▶ _TASK STATEMENT_
Rewrite the records below, substituting "module" for each occurrence of "component" and keeping everything else the same.

▶ _AVAILABLE DATA_
########

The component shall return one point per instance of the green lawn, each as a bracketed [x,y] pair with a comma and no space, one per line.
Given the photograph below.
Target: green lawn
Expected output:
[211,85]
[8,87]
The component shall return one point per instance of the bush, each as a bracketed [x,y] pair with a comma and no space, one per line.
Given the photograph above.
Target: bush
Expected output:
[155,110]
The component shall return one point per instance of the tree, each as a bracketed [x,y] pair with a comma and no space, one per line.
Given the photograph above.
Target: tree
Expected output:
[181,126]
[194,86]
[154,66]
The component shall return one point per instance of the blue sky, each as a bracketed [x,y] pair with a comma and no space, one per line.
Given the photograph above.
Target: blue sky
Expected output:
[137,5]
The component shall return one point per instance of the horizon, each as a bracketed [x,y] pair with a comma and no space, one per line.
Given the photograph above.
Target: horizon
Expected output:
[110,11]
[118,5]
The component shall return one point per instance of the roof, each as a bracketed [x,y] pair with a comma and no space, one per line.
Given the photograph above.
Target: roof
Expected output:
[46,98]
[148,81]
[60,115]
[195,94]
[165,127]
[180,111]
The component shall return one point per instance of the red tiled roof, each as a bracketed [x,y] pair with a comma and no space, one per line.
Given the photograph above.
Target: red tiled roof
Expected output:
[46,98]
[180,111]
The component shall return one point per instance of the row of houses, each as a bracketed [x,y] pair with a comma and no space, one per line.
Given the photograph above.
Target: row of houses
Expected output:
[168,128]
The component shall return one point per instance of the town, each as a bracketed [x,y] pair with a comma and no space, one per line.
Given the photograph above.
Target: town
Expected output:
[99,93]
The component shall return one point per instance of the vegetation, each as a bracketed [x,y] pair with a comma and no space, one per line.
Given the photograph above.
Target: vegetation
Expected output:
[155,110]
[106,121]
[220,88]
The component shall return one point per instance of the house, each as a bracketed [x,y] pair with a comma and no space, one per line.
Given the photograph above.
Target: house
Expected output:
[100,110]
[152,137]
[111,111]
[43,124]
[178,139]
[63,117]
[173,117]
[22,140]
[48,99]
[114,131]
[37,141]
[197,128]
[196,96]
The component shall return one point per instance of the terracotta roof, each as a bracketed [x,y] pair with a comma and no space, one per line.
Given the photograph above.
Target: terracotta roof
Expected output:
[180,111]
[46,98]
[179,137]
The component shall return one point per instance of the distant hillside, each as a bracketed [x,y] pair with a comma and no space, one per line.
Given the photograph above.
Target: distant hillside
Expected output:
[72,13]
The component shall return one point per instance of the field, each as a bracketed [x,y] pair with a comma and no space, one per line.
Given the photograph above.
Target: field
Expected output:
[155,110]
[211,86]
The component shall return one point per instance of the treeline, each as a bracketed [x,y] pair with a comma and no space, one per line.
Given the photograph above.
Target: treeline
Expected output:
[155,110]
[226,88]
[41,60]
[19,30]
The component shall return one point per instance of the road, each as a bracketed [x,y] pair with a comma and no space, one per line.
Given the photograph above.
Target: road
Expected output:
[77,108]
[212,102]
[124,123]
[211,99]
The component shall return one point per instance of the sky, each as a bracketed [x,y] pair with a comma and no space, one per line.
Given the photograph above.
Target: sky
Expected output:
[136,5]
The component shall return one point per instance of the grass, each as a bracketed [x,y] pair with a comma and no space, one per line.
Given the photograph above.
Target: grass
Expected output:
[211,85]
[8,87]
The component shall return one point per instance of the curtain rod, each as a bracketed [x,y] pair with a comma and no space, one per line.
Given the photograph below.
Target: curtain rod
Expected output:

########

▶ _CORRECT RESULT_
The module shall return one point per instance of the green lawn, each as a bracketed [x,y] pair with a comma and no space, one per line.
Given the photograph below.
Target: green lawn
Expected output:
[211,85]
[8,87]
The module shall return one point per instance of the bush, each as a bracketed [x,y] pair with a comma and no space, one per line.
Given the photograph above.
Target: bush
Expected output:
[155,110]
The module shall return one point per instance of the tree, each as a bracketed [x,y] pair with a comma and no space, one per line.
Given the photograph above.
Target: tree
Expected output:
[181,126]
[194,86]
[154,66]
The module shall return one point per instance of the blue sky, each as a bracketed [x,y] pair with a comma and no space, one per line.
Given the photograph above.
Target: blue sky
Expected output:
[137,5]
The module shall return one point per instance of the horizon, each as a bracketed [x,y] pair with a comma and no space, one per line.
Given the photograph above.
Target: horizon
Expected output:
[110,11]
[118,5]
The module shall return one point per instance of the roof, each as a bracketed [x,y] pair with a comma and no space, one per line.
Given the photograph above.
Target: roof
Expected output:
[46,98]
[148,81]
[60,115]
[195,94]
[165,127]
[180,111]
The module shall return one point per instance of the red tiled roof, each as a bracketed [x,y] pair with a comma and no space, one per line.
Given the photograph above.
Target: red tiled roof
Expected output:
[46,98]
[180,111]
The module shall return one point per instance of the row of houses, each as a bracketed [x,y] pair with a comma and no space, one per line.
Given the photograph above.
Target: row of houses
Expected output:
[168,128]
The module shall return one point per instance of the town, each as a bracketed [x,y] pair with a comma and no space, one per line.
Given the photograph above.
Target: town
Expected output:
[99,93]
The module shall return one point per instance of the vegetation, each as a bracketed [x,y] pair with a comma and no space, one per line.
Given the photograph above.
Target: vegetation
Expected output:
[155,110]
[106,121]
[220,88]
The module shall return one point per instance of the house, each as a bracketed [x,y] pair with a comma and no space, one per line.
Given the photograph above.
Target: house
Expected output:
[100,110]
[152,137]
[111,111]
[43,124]
[178,139]
[63,117]
[173,117]
[22,140]
[48,99]
[114,131]
[37,141]
[197,128]
[196,96]
The module shall return one point per instance of the terracotta roof, each as a bracketed [x,y] pair with a comma and no space, one per line.
Given the photograph above.
Target: terracotta roof
Expected output:
[180,111]
[46,98]
[179,137]
The module shall return one point per instance of the distant hillside, each as a bracketed [x,y] pair with a comma and no space, one per line.
Given the photograph above.
Target: distant hillside
Expected output:
[72,13]
The module shall return one point per instance of the field, each as a bracketed [x,y] pair with a comma and no space, one per line.
Given the photograph above.
Target: field
Expected output:
[155,110]
[211,86]
The module shall return one point per instance of the treeline, each as a bracketed [x,y] pair with a comma and no space, one per line.
Given the photograph above.
Target: treeline
Expected output:
[155,110]
[226,88]
[41,60]
[19,30]
The module shall return one point per instance of the road, each as a bracketed [x,y] pair with a comma and no space, one per line.
Given the photograph above.
Target: road
Expected output:
[77,108]
[212,102]
[124,123]
[211,99]
The module shall return one point per instance of the sky, each as a bracketed [x,y] pair with a comma and no space, one per line.
Given the photograph above.
Target: sky
Expected output:
[136,5]
The module shall return one point per instance of the grass, each as a bracketed [x,y] pair with a comma and no space, one per line.
Given the photograph above.
Target: grass
Expected output:
[211,85]
[8,87]
The module shall return one point per instance of the curtain rod, each as a bracketed [x,y] pair with a comma and no space, one per line.
Given the photograph below.
Target: curtain rod
Expected output:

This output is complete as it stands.